### Exercise objective:
Which lines run from the one with "Give the pointer" through the end of the data? Retype them exactly, without pictures.

### Available data:
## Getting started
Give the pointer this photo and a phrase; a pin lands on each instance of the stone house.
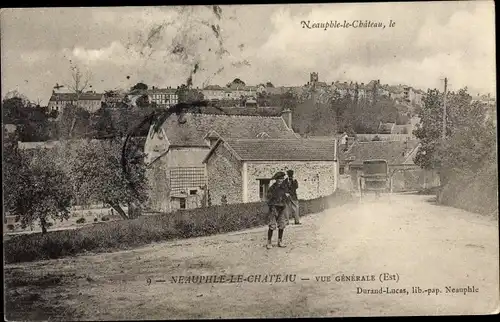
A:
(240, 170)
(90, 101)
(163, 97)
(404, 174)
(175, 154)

### Task answer:
Give the pointer this photo and a phrase; a pin lands on each instance of the stone house.
A:
(240, 170)
(90, 101)
(163, 97)
(404, 174)
(175, 154)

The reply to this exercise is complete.